*AUSZUG:*
------------------------------------------------------------------------
Phil 1,14-21 setzt die Inhaftierung des Paulus voraus (1,12-14. 17), die paradoxerweise zur Verbreitung der Christusbotschaft beiträgt. Die Mitarbeiter des Paulus lassen sich nicht abschrecken, sondern fassen im Gegenteil Mut zur intensiven Verkündigung (1,14). Aber auch Konkurrenten und Rivalen, die im Hinblick auf Motivation und Methode der Christusverkündigung andere Vorstellungen als Paulus selbst haben, werden aktiv (1,15-17; konkurrierende Verkündigungsformen und -Personen sind – ganz abgesehen von der Häresieproblematik – immer wieder ein Thema in den Paulusbriefen; vgl. z.B. 1 Kor 1,10-17). Doch Paulus kann sowohl in konkurrierenden Verkündigungsformen und -Motivationen als auch in seiner Inhaftierung das Positive sehen: Hauptsache Christus wird verkündigt (vgl. zu diesem Gedanken, wenn auch anders akzentuiert, 1 Kor 9,19-23)! Wenn das geschieht, ist das für Paulus Grund zur Freude. Paulus ist zuversichtlich: „Der in euch angefangen hat das gute Werk, der wird’s auch vollenden“ (1,6). Paulus weiß, dass Gott durch und in ihm wirkt, egal in welcher Lebenssituation. „Ich vermag alles durch den, der mich mächtig macht“ (4,13).
------------------------------------------------------------------------
*SCHRIFTLICHE AUFGABE 1:*
Suchen Sie in den folgenden Datensätzen jede Zeile, in der die Zeichenfolge „jacket“ vorkommt, und schreiben Sie diese Zeilen ab.

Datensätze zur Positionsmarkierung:
------------------------------------------------------------------------
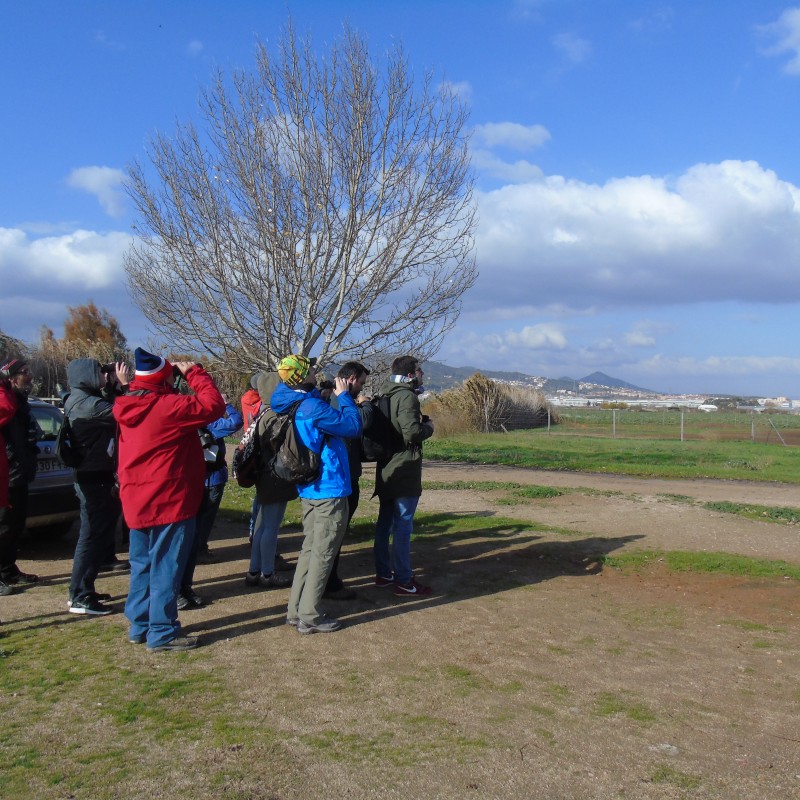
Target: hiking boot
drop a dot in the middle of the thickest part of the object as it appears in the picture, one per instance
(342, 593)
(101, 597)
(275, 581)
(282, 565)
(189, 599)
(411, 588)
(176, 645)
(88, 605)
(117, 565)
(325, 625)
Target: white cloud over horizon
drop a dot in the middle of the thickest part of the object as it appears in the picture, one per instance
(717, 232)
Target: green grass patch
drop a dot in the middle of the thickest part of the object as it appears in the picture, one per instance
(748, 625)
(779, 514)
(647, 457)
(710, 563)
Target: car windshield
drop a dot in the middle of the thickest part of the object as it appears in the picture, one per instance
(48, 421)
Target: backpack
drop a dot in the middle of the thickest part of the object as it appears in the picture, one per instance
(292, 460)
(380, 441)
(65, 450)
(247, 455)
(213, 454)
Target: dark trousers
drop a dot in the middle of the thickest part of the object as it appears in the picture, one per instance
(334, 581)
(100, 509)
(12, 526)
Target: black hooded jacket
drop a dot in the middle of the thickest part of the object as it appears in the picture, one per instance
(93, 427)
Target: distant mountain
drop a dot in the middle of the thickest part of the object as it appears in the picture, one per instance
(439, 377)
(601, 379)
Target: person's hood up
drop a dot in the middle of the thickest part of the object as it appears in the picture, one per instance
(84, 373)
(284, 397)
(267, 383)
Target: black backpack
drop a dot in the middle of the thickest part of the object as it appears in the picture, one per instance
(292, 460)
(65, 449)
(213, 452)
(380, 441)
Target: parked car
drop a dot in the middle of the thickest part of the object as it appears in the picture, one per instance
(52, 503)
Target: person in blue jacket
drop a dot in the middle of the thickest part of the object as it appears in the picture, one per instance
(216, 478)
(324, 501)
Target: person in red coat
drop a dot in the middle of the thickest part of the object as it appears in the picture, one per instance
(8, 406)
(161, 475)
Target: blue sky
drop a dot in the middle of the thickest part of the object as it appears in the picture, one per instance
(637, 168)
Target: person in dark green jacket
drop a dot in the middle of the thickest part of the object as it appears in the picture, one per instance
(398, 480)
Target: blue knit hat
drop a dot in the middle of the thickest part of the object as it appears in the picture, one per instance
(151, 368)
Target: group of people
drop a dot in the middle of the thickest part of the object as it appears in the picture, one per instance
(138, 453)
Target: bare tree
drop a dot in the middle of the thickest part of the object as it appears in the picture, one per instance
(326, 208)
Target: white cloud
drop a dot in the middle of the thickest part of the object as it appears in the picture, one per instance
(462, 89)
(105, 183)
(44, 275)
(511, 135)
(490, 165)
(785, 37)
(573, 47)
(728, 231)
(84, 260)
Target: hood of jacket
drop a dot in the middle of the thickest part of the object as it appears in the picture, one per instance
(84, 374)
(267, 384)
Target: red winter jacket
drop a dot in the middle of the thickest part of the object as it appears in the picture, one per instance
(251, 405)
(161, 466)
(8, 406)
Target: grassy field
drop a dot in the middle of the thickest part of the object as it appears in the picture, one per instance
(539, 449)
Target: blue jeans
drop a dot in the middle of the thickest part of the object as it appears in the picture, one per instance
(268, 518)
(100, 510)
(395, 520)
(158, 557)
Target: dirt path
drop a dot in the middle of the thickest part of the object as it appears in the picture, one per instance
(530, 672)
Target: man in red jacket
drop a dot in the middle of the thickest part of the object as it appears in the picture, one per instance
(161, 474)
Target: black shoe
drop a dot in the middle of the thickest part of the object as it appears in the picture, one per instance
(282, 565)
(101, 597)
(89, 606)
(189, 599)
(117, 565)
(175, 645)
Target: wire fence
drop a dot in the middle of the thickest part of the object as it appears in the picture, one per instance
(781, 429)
------------------------------------------------------------------------
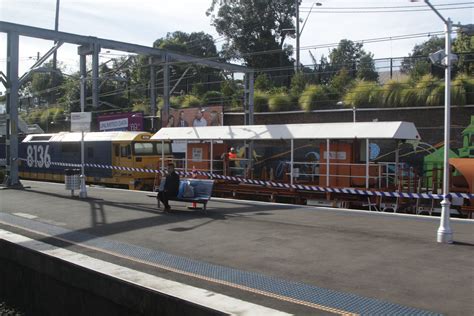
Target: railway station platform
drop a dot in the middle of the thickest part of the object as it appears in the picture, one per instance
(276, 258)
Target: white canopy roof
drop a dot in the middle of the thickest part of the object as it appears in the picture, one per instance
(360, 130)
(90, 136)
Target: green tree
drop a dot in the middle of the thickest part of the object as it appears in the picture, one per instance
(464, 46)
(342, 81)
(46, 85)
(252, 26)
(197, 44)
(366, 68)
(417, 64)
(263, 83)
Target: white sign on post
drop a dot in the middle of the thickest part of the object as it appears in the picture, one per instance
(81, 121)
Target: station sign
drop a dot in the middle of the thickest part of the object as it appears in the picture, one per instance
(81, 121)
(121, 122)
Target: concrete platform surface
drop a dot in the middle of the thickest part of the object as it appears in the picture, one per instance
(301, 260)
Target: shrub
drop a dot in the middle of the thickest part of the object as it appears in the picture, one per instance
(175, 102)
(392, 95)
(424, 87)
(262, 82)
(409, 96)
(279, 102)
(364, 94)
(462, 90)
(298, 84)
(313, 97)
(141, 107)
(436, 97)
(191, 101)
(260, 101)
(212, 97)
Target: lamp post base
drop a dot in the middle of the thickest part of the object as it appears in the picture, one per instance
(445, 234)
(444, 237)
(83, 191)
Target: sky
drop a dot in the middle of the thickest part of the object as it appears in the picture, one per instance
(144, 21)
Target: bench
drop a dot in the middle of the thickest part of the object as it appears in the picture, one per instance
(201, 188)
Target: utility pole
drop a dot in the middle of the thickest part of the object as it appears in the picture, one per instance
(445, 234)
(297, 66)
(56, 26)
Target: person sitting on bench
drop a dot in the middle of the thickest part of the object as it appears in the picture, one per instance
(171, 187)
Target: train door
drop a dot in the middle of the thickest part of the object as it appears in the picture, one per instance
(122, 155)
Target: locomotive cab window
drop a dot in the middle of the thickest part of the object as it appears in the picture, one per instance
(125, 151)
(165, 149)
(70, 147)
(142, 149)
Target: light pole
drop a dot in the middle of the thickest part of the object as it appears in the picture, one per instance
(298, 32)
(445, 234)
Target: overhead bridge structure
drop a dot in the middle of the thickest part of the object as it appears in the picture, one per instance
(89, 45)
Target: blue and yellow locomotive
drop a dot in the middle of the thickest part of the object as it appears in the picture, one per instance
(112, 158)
------------------------------------------------------------------------
*SCHRIFTLICHE AUFGABE 2:*
Wozu trägt die Inhaftierung des Paulus laut dem Auszug oben paradoxerweise bei?

*SCHRIFTLICHE ANTWORT 1:*
Target: black hooded jacket
Target: person in blue jacket
Target: person in dark green jacket
Target: hood of jacket
Target: red winter jacket
Target: man in red jacket

*SCHRIFTLICHE ANTWORT 2:*
Sie trägt zur Verbreitung der Christusbotschaft bei.